=== Extract to read ===
━━━━━━━━━━
My goal is to create a program that evaluates the performance gains from increasing the number of threads the program can use. I evaluate the performance by using the Monte Carlo method to calculate pi. Each thread should create 1 random coordinate (x,y) and check if that coordinate is within the circle or not. If it is, the inCircle
counter should increase. Pi is calculated as follows: 4 * inCircle/trys
. Using pthread_join
, there is no performance gains in a problem that should benefit from multiple threads. Is there some way to allow multiple threads to increase a counter without having to wait for each individual thread?
#include <stdio.h>
#include <string.h>
#include <pthread.h>
#include <stdlib.h>
#include <unistd.h>
#include <time.h>
#include <stdbool.h>
#include <pthread.h>
#define nPoints 10000000
#define NUM_THREADS 16
int inCircle = 0;
int count = 0;
double x,y;
pthread_mutex_t mutex;
bool isInCircle(double x, double y){
if(x*x+y*y<=1){
return true;
}
else{
return false;
}
}
void *piSlave(){
int myCount = 0;
time_t now;
time(&now);
srand((unsigned int)now);
for(int i = 1; i <= nPoints/NUM_THREADS; i++) {
x = (double)rand() / (double)RAND_MAX;
y = (double)rand() / (double)RAND_MAX;
if(isInCircle(x,y)){
myCount++;
}
}
pthread_mutex_lock(&mutex);
inCircle += myCount;
pthread_mutex_unlock(&mutex);
pthread_exit(0);
}
double piMaster()
{
pthread_t threads[NUM_THREADS];
int rc;
long t;
for(t=0; t<NUM_THREADS; t++){
printf("Creating thread %ld\n", t);
rc = pthread_create(&threads[t], NULL, piSlave, (void *)t);
if (rc){
printf("ERROR; return code from pthread_create() is %d\n", rc);
exit(-1);
}
//pthread_join(threads[t], NULL);
}
//wait(NULL);
return 4.0*inCircle/nPoints;
}
int main()
{
printf("%f\n",piMaster());
return(0);
}
There are few issues with the code.
The piMaster()
function should wait for the threads it created. We can do this by simply running pthread_join()
in a loop:
for (t = 0; t < NUM_THREADS; t++)
pthread_join(threads[t], NULL);
We can simply atomically increase the inCircle
counter at the end of the loop, so no locks are needed. The variable must be declared with _Atomic
keyword as described in the Atomic operations C reference:
_Atomic long inCircle = 0;
void *piSlave(void *arg)
{
[...]
inCircle += myCount;
[...]
}
This will generate correct CPU instructions to atomically increase the variable. For example, for x86
architecture a lock
prefix appears as we can confirm in disassembly:
29 inCircle += myCount;
0x0000000100000bdb <+155>: lock add %rbx,0x46d(%rip) # 0x100001050 <inCircle>
rand()
━━━━━━━━━━
=== Request 1 ===
Report each line of the listing below that contains the word "forehead".
━━━━━━━━━━
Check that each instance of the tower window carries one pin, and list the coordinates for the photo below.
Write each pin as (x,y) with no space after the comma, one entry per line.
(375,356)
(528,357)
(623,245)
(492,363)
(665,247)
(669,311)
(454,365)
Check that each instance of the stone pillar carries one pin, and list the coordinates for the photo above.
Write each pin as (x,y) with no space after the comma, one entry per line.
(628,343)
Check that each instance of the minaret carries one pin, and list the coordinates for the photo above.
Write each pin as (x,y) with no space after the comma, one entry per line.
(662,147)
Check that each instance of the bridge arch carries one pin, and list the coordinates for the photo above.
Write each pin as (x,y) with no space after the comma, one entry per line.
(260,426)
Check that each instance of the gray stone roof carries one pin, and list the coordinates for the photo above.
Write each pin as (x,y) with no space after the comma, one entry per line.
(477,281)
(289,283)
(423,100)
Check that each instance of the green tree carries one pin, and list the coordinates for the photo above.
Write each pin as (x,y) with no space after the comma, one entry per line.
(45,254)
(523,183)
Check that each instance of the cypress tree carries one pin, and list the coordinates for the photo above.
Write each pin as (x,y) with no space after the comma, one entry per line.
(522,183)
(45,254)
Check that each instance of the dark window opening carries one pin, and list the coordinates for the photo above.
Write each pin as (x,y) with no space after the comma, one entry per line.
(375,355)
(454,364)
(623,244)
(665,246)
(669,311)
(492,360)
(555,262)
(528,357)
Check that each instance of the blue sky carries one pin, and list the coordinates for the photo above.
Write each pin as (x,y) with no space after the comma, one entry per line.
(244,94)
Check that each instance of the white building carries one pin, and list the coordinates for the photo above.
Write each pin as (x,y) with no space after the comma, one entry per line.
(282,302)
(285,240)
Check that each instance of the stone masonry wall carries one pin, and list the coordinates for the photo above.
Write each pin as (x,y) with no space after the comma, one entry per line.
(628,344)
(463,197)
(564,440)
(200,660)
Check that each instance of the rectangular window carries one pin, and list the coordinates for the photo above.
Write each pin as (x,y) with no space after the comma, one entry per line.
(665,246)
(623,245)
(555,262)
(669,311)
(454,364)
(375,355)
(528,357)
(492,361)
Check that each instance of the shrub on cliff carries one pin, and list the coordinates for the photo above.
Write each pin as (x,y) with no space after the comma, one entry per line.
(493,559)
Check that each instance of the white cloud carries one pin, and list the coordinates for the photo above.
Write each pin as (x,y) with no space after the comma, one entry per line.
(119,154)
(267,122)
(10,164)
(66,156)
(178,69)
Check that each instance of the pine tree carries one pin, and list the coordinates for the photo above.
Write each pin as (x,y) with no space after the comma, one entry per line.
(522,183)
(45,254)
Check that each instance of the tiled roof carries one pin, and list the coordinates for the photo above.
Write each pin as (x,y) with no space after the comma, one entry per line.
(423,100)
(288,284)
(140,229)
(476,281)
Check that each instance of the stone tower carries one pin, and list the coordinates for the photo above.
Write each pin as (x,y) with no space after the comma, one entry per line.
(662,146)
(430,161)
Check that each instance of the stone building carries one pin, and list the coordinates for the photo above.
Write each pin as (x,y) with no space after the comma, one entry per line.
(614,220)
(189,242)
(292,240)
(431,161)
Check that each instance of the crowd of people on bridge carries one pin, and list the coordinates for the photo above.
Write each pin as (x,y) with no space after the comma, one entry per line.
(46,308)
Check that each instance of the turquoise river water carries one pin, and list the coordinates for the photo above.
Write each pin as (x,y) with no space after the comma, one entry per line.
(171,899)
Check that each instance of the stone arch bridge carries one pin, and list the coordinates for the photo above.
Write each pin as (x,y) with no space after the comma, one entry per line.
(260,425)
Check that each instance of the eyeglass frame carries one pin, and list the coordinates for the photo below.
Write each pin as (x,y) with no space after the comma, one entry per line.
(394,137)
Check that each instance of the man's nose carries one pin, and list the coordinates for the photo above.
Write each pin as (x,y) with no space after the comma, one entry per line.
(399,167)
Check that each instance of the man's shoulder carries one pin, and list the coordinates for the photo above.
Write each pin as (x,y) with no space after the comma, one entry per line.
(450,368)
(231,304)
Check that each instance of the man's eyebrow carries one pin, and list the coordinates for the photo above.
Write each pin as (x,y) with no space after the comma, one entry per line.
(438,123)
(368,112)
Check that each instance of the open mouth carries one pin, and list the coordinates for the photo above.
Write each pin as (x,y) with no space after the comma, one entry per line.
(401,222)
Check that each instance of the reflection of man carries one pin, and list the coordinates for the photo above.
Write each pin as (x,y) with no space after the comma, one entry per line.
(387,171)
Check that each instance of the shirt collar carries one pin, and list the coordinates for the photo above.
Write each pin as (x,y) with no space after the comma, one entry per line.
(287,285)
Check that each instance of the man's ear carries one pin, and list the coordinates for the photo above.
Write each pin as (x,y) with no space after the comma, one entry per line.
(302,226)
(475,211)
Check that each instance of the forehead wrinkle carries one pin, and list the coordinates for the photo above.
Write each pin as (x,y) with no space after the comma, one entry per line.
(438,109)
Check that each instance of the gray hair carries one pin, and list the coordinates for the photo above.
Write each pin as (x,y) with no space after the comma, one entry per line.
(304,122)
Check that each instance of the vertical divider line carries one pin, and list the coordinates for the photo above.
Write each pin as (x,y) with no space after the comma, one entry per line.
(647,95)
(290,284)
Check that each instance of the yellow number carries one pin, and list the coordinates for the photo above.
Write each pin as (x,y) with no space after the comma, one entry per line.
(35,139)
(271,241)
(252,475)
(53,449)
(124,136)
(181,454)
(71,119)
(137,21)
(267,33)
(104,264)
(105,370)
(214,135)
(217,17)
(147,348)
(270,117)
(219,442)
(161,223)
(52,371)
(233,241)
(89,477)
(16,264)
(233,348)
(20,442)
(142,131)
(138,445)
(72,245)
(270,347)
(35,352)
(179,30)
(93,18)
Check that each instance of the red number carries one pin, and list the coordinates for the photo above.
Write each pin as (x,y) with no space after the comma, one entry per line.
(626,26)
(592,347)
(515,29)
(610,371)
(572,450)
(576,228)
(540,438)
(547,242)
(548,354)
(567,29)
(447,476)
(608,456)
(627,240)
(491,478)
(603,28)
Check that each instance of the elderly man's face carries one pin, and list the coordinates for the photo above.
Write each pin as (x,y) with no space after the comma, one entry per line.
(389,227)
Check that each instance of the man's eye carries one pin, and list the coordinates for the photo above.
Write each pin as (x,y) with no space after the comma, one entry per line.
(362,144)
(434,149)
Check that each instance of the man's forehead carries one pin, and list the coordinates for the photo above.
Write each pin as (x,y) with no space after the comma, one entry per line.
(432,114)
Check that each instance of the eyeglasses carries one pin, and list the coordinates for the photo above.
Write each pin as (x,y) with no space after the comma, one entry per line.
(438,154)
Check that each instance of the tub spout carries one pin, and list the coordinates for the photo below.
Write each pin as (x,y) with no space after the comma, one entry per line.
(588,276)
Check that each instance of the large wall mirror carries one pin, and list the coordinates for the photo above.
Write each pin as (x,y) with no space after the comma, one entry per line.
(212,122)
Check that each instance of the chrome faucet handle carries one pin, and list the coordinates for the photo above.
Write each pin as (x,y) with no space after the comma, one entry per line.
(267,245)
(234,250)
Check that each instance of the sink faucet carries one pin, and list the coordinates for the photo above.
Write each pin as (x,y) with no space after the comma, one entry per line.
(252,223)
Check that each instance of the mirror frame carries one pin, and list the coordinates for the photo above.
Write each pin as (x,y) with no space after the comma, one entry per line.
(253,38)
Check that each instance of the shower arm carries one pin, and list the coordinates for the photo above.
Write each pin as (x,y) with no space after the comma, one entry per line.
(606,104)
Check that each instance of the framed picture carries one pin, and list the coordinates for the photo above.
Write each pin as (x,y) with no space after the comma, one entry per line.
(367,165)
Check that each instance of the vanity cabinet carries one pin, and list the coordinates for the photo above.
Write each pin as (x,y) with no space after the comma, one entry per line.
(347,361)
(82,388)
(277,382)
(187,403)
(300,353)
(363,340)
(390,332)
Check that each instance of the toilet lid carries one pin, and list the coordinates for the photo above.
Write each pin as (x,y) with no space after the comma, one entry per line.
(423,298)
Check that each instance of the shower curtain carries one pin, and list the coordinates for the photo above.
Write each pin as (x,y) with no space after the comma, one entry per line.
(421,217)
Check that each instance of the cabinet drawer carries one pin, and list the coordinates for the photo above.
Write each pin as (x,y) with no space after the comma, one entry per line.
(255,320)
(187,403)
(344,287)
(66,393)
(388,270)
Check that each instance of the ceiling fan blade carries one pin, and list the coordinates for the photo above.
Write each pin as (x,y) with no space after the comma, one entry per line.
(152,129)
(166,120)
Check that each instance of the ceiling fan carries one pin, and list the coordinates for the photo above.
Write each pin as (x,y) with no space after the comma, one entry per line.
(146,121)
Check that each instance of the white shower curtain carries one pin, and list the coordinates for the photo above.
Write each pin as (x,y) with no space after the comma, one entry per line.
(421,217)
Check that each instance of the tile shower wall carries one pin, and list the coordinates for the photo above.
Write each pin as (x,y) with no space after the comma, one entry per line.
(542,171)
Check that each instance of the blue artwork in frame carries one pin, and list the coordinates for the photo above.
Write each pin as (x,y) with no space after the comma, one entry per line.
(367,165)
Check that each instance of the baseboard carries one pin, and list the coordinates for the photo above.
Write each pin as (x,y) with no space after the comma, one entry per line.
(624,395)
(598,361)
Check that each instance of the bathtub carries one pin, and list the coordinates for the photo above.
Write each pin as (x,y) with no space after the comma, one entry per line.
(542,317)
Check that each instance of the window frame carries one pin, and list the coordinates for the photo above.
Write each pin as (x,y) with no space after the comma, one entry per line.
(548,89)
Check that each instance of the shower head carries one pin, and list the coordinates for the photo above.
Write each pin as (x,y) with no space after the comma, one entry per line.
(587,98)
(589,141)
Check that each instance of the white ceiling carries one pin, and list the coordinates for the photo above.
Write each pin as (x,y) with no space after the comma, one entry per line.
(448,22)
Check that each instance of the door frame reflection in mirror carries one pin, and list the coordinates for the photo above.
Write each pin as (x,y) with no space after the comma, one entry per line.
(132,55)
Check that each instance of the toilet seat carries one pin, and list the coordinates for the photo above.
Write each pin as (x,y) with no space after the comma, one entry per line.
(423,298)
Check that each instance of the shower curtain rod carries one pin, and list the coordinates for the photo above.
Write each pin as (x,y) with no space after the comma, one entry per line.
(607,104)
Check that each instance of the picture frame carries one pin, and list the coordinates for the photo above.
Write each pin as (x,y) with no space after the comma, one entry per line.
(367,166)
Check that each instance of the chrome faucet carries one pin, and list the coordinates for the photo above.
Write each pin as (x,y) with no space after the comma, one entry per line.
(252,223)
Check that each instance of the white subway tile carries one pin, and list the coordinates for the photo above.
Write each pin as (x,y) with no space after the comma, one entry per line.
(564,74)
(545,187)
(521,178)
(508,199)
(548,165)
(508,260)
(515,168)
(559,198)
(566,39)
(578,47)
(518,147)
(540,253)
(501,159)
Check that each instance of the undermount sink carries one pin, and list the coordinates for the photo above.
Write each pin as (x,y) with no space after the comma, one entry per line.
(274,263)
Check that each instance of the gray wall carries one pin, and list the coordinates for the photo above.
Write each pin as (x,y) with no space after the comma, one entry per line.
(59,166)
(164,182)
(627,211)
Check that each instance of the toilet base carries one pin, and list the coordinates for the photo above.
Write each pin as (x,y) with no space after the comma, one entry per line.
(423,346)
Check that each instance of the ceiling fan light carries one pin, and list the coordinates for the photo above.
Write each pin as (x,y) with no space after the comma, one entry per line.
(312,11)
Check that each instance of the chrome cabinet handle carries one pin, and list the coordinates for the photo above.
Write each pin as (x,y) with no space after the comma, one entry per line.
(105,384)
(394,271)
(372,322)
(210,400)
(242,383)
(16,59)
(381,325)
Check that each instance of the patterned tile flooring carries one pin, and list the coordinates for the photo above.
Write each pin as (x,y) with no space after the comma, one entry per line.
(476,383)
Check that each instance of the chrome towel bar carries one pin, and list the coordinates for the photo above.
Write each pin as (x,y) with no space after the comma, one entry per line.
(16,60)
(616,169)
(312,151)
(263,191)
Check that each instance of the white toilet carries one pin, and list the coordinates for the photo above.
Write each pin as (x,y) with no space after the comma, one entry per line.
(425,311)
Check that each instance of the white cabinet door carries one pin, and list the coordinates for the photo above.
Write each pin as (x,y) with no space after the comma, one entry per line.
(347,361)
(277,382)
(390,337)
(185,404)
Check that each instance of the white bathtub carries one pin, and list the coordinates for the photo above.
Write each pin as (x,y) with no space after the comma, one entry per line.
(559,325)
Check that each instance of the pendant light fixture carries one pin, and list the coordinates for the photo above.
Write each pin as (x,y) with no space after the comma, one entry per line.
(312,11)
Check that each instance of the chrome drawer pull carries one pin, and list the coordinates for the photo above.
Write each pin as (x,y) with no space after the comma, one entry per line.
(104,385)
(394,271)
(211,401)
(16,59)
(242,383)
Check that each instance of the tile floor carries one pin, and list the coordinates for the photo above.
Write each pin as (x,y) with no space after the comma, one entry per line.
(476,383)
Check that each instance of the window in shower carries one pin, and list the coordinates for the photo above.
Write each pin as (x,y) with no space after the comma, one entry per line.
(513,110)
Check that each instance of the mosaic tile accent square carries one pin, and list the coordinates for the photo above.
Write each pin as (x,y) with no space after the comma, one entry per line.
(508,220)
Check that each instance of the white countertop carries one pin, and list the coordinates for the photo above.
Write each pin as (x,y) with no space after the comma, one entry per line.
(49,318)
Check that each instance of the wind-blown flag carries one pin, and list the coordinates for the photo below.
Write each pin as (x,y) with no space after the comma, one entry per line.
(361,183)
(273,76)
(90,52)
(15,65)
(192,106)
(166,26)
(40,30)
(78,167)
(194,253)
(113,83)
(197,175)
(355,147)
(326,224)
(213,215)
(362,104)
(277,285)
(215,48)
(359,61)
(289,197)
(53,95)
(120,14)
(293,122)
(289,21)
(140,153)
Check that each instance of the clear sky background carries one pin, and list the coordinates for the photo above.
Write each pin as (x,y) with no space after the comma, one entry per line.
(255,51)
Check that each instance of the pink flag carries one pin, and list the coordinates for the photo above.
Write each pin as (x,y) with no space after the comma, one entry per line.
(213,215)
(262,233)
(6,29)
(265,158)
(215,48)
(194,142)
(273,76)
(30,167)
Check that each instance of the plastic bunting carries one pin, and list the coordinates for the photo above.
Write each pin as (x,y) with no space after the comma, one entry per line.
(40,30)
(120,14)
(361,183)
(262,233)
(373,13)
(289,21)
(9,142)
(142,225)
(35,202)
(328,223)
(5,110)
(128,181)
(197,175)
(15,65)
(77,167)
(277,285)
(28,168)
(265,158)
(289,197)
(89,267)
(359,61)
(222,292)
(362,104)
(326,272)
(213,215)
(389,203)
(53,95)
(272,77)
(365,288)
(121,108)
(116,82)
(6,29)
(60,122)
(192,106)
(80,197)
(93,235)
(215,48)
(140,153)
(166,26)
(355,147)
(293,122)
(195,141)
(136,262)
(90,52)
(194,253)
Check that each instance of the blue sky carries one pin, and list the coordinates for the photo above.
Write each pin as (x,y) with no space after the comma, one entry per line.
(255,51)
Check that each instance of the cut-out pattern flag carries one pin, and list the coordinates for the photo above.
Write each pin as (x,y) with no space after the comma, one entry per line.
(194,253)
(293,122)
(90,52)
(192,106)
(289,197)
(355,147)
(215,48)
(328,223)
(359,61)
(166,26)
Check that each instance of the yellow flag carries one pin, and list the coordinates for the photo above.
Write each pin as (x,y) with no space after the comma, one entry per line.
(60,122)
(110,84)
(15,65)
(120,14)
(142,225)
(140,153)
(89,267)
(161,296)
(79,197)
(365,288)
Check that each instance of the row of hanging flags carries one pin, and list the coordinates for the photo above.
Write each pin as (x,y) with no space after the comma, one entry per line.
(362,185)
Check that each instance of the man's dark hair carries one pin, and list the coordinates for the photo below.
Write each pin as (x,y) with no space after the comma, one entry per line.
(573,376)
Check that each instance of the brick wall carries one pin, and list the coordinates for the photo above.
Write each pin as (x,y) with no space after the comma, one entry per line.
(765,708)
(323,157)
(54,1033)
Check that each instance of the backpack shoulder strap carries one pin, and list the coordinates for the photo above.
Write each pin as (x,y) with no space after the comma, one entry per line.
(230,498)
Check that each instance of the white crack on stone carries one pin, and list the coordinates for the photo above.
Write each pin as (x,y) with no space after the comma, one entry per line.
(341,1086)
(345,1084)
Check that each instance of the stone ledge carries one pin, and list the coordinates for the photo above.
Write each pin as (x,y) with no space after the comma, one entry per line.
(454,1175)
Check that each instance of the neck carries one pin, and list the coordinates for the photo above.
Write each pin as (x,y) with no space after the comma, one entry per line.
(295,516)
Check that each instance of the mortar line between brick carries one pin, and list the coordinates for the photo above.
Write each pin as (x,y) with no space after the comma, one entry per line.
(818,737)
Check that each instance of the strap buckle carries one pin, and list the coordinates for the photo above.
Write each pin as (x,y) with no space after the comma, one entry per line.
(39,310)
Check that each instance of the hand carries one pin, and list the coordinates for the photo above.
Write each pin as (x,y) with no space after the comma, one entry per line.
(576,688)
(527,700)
━━━━━━━━━━
=== Request 2 ===
Answer the following questions about the thread on estimating pi with multiple threads.
(a) What value does the code define for NUM_THREADS?
(b) With what keyword must the inCircle variable be declared, according to the reply?
(c) What prefix appears in the x86 disassembly?

=== Exercise result 1 ===
Check that each instance of the forehead wrinkle carries one pin, and list the coordinates for the photo above.
Check that each instance of the man's forehead carries one pin, and list the coordinates for the photo above.

=== Exercise result 2 ===
(a) 16
(b) _Atomic
(c) lock